§ Set problem
Return each line of the entries below that contains the string "white".

* begin Input for this task *

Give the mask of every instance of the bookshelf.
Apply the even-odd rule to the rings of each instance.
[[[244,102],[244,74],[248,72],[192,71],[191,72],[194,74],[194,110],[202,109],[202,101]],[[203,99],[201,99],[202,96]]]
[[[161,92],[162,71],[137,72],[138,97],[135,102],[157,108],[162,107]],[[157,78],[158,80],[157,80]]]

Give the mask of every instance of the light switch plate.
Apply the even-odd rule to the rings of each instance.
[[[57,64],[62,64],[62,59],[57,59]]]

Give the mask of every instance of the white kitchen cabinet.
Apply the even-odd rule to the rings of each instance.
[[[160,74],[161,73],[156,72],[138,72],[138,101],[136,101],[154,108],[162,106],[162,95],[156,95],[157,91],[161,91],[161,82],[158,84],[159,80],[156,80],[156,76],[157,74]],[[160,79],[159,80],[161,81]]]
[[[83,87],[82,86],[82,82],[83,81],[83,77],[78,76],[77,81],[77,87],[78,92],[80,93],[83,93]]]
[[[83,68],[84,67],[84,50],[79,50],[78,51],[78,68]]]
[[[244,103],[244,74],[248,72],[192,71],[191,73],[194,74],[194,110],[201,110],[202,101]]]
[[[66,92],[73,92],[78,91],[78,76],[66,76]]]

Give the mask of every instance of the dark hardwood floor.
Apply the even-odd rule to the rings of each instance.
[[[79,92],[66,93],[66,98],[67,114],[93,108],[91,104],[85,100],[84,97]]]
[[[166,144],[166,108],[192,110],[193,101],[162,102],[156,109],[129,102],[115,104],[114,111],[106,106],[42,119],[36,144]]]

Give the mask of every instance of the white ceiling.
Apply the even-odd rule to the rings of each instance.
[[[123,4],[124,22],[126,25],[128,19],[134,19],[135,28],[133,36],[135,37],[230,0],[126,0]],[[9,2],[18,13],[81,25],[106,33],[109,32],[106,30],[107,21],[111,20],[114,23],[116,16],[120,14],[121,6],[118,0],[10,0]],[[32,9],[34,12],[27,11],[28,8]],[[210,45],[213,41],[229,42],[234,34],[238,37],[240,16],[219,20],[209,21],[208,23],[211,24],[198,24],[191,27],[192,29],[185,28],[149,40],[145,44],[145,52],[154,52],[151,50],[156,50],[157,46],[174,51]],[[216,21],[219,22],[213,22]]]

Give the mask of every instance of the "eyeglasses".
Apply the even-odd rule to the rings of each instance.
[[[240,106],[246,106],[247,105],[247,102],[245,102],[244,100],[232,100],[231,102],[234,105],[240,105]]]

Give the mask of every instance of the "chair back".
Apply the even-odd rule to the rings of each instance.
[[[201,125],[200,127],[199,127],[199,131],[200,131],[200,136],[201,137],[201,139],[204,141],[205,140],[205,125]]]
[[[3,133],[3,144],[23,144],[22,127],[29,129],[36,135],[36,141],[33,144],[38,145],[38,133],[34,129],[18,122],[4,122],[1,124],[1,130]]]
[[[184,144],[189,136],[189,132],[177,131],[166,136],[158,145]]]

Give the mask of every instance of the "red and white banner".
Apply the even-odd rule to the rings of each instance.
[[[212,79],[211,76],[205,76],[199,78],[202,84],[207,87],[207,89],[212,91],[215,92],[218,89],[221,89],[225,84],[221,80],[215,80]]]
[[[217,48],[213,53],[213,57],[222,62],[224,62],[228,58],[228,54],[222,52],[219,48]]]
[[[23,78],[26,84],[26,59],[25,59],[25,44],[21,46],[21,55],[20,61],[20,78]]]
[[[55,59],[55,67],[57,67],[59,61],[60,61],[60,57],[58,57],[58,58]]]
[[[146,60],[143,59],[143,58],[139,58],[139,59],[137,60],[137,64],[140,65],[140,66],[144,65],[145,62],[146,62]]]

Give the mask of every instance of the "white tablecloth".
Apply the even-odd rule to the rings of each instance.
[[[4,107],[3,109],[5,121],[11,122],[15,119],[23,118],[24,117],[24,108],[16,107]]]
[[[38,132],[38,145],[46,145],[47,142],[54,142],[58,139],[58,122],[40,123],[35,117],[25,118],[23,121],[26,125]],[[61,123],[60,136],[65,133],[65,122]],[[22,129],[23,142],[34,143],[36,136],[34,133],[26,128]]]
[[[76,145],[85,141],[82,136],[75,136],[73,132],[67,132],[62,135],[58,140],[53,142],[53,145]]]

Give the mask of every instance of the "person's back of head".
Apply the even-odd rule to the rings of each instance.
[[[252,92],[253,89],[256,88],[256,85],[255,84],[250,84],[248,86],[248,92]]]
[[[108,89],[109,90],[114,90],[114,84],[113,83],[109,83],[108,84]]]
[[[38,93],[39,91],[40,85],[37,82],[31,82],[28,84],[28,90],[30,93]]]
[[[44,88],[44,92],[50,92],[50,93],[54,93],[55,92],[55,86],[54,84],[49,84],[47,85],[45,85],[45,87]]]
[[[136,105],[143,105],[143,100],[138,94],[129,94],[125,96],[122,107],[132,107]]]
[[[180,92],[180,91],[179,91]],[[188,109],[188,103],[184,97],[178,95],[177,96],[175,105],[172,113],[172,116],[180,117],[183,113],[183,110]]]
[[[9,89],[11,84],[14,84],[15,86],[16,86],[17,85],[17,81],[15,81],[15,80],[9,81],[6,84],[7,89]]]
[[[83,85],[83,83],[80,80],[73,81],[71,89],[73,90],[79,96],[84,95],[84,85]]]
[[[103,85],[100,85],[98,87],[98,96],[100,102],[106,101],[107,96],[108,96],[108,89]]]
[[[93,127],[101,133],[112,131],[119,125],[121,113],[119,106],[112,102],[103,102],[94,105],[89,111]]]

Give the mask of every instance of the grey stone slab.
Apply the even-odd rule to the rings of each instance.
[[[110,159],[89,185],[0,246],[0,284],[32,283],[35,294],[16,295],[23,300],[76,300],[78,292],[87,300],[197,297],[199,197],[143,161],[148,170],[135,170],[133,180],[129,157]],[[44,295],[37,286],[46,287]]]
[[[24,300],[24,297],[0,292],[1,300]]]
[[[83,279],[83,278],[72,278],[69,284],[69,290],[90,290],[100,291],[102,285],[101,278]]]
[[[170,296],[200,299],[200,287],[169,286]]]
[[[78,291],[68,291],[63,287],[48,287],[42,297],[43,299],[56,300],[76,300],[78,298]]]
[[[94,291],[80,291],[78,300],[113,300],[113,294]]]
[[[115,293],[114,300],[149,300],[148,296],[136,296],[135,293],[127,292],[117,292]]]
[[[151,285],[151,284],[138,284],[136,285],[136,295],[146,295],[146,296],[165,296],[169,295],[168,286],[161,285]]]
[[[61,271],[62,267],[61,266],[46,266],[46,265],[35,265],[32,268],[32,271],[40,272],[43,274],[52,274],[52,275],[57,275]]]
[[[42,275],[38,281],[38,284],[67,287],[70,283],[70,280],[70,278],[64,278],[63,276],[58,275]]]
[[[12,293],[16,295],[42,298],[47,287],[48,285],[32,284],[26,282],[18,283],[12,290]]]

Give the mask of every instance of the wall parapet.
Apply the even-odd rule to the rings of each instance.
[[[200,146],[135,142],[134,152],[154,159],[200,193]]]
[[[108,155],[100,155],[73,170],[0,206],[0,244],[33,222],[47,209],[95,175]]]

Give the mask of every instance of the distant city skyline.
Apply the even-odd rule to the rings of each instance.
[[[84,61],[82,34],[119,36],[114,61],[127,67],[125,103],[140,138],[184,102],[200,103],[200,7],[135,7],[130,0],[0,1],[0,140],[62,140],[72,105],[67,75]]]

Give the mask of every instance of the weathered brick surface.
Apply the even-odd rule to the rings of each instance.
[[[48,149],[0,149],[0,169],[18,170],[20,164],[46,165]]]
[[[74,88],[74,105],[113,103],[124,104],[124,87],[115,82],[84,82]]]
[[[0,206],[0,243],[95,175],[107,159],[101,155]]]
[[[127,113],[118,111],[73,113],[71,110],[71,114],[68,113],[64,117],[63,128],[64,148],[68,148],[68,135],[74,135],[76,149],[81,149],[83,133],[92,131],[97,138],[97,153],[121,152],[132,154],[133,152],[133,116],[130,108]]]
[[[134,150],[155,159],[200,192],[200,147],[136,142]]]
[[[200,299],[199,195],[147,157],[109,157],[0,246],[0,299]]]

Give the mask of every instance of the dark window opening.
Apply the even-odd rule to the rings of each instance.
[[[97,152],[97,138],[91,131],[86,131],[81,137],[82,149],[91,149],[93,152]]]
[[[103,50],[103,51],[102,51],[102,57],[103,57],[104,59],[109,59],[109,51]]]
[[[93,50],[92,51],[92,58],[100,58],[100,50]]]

* end Input for this task *

§ Correct result
Give the mask of every instance of the white kitchen cabinet.
Give the mask of every instance of the white ceiling.
Give the mask of every instance of the "red and white banner".
Give the mask of every instance of the "white tablecloth".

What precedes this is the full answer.